> [What you will do] Please turn the lines below into a numbered list without any blank lines. Begin at the line that contains "Target: paved plaza" and stop after the line that contains "column 197, row 639".

> [Given data]
[Start]

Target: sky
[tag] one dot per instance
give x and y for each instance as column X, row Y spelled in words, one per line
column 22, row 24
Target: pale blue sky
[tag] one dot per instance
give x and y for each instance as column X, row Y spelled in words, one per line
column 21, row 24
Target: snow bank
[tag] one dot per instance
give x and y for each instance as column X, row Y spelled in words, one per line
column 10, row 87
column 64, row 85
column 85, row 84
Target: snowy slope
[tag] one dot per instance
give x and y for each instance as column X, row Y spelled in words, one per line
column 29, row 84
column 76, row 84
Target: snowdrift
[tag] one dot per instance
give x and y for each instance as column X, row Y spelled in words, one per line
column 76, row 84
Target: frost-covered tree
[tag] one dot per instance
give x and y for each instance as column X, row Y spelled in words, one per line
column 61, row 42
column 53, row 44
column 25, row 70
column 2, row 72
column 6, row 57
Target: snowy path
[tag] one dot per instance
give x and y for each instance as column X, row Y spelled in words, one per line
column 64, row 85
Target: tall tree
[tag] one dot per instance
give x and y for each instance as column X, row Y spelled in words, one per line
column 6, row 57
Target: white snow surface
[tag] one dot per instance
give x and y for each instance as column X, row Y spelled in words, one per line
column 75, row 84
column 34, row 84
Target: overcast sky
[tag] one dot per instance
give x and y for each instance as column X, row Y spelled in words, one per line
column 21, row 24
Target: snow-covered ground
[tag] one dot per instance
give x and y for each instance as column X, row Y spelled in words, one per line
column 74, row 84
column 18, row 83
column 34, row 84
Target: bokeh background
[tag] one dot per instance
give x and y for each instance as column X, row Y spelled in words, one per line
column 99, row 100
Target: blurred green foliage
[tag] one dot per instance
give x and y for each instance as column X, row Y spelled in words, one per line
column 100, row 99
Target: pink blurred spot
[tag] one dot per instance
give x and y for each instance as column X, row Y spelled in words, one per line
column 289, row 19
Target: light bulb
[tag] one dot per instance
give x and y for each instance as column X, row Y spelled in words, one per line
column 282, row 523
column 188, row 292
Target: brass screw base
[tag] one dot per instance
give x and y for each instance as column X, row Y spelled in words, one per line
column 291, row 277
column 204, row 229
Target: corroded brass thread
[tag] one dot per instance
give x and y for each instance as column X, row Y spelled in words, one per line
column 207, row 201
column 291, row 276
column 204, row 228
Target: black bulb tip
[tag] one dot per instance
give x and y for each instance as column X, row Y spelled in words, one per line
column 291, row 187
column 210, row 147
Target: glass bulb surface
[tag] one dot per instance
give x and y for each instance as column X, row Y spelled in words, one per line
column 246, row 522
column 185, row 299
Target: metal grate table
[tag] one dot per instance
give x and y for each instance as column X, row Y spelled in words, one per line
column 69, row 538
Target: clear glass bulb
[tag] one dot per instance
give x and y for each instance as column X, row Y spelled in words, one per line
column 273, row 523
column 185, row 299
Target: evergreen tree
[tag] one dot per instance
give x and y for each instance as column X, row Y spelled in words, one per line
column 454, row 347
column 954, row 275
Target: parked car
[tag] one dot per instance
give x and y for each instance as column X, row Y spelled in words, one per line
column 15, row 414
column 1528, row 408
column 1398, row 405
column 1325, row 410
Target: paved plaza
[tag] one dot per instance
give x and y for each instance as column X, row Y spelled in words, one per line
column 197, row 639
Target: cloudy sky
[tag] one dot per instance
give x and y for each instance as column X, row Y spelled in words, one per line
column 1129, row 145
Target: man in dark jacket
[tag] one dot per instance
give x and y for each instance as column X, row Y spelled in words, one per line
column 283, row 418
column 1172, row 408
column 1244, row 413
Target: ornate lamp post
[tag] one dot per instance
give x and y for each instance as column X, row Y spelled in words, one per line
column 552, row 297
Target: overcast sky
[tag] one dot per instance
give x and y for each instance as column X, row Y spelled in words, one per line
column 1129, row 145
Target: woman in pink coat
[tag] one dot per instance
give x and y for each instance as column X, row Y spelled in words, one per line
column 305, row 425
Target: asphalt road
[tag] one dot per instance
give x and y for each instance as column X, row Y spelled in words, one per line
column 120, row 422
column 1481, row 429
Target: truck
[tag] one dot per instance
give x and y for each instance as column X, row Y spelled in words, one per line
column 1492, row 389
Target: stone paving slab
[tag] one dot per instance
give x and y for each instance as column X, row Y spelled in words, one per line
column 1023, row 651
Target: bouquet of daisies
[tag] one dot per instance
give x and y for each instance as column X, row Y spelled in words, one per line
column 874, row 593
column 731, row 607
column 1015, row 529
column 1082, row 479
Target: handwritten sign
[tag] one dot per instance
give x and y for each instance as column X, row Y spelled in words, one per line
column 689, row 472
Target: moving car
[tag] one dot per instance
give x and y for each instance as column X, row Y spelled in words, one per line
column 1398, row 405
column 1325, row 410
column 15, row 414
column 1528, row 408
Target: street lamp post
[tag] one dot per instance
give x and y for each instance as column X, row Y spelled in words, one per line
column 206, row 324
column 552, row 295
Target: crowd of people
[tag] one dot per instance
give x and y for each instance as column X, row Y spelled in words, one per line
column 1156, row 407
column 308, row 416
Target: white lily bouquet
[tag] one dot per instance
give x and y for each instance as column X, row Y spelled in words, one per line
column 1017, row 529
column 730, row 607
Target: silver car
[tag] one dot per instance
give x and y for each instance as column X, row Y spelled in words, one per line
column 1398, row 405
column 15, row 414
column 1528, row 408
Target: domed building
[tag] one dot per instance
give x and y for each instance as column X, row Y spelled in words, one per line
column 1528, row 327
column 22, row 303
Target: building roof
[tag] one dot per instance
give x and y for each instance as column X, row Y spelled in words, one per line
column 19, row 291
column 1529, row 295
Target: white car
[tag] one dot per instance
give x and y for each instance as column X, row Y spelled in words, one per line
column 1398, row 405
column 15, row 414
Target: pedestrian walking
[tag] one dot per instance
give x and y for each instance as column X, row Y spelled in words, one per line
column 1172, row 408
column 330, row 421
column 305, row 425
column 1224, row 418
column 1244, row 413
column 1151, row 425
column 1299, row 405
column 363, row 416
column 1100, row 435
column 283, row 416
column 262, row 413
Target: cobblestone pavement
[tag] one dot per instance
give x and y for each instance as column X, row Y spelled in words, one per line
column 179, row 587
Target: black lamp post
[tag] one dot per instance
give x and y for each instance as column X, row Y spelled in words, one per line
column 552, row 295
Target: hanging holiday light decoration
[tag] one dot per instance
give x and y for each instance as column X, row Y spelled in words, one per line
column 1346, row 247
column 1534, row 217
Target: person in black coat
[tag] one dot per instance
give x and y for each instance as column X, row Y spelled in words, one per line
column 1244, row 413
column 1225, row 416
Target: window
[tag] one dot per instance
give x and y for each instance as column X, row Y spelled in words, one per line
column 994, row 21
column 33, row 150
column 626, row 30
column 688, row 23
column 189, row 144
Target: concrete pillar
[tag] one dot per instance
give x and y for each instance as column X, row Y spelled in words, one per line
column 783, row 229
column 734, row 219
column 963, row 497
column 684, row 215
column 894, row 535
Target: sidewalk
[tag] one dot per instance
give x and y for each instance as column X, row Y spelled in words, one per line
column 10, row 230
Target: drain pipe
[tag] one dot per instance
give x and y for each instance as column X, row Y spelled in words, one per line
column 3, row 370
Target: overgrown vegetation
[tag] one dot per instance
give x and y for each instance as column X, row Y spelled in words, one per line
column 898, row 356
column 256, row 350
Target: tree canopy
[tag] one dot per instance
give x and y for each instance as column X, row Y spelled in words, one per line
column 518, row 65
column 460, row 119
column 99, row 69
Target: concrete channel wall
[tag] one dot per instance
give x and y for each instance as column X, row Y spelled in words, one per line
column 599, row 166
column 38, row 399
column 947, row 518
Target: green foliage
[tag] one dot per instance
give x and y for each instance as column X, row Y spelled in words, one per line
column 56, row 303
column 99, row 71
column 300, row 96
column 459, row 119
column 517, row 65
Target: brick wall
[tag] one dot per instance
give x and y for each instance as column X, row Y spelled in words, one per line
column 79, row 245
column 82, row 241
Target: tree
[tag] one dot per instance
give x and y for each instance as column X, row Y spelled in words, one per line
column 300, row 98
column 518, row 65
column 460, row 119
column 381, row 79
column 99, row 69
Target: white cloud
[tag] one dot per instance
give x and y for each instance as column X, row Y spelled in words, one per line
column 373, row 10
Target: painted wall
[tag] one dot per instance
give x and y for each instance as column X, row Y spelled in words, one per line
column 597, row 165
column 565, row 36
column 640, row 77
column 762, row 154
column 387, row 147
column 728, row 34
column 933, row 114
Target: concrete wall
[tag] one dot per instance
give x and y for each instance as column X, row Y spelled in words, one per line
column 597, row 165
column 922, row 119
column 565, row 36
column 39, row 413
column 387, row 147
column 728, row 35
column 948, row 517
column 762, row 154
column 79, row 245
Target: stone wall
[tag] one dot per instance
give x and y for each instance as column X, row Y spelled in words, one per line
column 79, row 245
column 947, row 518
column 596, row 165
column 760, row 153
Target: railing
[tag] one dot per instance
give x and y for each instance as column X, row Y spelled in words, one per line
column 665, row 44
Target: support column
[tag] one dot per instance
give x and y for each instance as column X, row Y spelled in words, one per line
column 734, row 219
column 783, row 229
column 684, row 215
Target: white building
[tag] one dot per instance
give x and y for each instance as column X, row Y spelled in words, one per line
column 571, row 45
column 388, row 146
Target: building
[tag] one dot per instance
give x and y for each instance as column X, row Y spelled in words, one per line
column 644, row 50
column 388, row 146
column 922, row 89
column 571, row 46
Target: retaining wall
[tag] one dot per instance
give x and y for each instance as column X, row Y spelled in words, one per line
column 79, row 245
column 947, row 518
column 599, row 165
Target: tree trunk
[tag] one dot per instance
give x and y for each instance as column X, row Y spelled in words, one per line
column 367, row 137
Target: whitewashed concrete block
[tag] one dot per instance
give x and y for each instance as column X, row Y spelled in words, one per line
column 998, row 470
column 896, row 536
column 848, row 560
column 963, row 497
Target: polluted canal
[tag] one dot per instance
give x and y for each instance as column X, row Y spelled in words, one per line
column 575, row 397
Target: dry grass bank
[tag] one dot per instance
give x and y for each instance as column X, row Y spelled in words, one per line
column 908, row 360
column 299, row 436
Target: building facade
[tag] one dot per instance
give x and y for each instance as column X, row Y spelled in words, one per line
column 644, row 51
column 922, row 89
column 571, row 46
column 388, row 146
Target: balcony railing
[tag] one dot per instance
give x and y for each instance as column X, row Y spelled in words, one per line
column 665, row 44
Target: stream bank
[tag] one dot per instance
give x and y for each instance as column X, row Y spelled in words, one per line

[End]

> [Written response]
1. Target: paved plaza
2. [tag] one dot per instance
3. give x and y for each instance as column X, row Y spelled in words, one per line
4. column 197, row 639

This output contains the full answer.